__What is being asked__:
Your task is to copy all of the entries exactly as they are given.

[[ Listed records, beginning ]]

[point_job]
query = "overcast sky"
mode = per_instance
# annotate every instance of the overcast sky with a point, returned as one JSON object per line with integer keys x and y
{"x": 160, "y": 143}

[[ Listed records, end ]]

__Finished exercise__:
[point_job]
query = "overcast sky"
mode = per_instance
# annotate every instance of the overcast sky with a point, returned as one JSON object per line with integer keys x and y
{"x": 160, "y": 143}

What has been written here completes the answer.